**Aim**:
Reproduce the records below exactly as they appear.

>> start Stored records

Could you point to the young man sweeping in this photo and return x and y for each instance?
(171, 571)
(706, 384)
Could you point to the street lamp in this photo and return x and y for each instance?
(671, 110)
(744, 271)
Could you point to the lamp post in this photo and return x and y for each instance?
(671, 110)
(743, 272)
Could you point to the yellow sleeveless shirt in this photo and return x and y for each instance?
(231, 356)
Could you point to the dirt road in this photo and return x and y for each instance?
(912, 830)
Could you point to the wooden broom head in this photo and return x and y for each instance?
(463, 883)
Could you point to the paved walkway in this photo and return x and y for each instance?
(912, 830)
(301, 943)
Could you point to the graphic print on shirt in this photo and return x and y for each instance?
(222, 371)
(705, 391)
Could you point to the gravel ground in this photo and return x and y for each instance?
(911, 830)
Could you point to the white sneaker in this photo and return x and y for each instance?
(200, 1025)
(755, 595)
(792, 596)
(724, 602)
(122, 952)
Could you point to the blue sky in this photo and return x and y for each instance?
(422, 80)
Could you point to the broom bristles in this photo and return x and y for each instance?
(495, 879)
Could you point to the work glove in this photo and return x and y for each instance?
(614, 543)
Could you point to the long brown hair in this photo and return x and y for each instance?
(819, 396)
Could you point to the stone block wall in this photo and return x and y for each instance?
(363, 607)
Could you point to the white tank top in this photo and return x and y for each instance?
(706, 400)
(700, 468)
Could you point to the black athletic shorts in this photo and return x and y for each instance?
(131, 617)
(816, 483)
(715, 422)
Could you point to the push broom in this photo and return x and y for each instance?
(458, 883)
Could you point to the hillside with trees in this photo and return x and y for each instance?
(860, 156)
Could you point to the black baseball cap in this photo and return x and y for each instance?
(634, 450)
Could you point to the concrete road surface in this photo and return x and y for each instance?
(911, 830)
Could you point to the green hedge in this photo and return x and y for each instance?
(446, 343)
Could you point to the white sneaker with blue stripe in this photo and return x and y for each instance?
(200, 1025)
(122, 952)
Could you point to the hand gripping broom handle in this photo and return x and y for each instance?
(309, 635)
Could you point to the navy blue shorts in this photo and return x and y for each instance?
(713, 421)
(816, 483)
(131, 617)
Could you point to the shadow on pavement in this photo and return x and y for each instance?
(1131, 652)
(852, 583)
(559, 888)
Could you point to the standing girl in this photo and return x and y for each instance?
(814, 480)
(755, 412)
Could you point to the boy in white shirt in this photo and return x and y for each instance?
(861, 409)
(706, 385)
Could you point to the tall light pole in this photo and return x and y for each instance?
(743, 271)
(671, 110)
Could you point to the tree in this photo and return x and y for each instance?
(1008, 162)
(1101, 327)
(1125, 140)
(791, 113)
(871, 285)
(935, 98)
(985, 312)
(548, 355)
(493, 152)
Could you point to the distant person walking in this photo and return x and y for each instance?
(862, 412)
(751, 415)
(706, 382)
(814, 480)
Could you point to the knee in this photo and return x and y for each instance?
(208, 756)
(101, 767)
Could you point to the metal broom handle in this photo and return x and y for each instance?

>> end Stored records

**Response**:
Could you point to the young man sweeping in this photo and return x and y for each instance?
(171, 571)
(706, 384)
Could you point to the street lamp in this photo and return x and y for each instance?
(671, 110)
(744, 271)
Could you point to the lamp post in this photo and return x and y for each instance?
(671, 110)
(743, 272)
Could you point to the yellow sleeveless shirt in this photo and return x and y for each instance?
(231, 356)
Could you point to the dirt road in this photo and return x and y for each instance?
(912, 830)
Could you point to the wooden broom head in this photo and return x and y for each instance?
(463, 883)
Could you point to the paved walkway in this photo and return x and y for each instance?
(912, 830)
(301, 943)
Could you point to the graphic print on shirt in this photo and return x and y for each instance?
(222, 371)
(705, 391)
Could you point to the gravel ground in this photo and return x and y for each instance?
(911, 830)
Could you point to the white sneaker in this photo and return x and y for each instance?
(200, 1025)
(755, 595)
(792, 596)
(724, 602)
(122, 952)
Could you point to the blue sky in this photo and return x and y for each instance?
(422, 80)
Could you point to the broom bristles in this photo and return x and y for each instance?
(495, 879)
Could you point to the work glove in this photo and return x and y for each instance?
(614, 543)
Could you point to the long brown hair in this photo and return x and y for each instance?
(819, 396)
Could you point to the stone block wall in this photo and return x and y for each instance?
(363, 607)
Could you point to the white tank top in this photo and return x and y for each instance?
(706, 400)
(700, 468)
Could you point to the black athletic shorts in this photo and return x and y for each instance?
(131, 617)
(816, 483)
(715, 422)
Could you point to the push broom in this photo and return x and y for each instance?
(458, 883)
Could you point to the hillside with trees in this photo and return x and y for each instance?
(860, 156)
Could you point to the black baseball cap in this photo and return x and y for each instance?
(634, 450)
Could you point to the concrete road surface in this photo and return x and y for each instance?
(911, 830)
Could you point to the green hedge in this photo and return x and y for each instance?
(446, 343)
Could you point to the white sneaker with blue stripe in this photo and return x and y for each instance?
(200, 1025)
(122, 952)
Could you point to the hand gripping broom handle in this photo and return x and y for each instance?
(309, 635)
Could you point to the navy blue shorts in this photo and return x and y for each instance?
(713, 421)
(816, 483)
(131, 617)
Could you point to the shadow on pavement in this photo and return x and y for each instance?
(1131, 652)
(852, 583)
(559, 888)
Could you point to the standing girl in this photo and return x and y for each instance?
(814, 480)
(755, 412)
Could you point to the boy in white shirt in this photo and return x and y for each instance?
(861, 409)
(706, 385)
Could you point to the tall light pole in this photo and return x and y for each instance?
(743, 271)
(671, 110)
Could you point to the tree in this photo and return x and y for each instance?
(1008, 162)
(1101, 327)
(1125, 140)
(791, 113)
(871, 285)
(935, 98)
(985, 312)
(548, 355)
(493, 152)
Could you point to the distant person walking in this photo and return x and y for each instance?
(862, 412)
(751, 415)
(706, 382)
(814, 480)
Could you point to the knee in this photo and return x and y for each instance?
(208, 756)
(101, 767)
Could you point to the metal broom handle in this photo and return x and y for each instance?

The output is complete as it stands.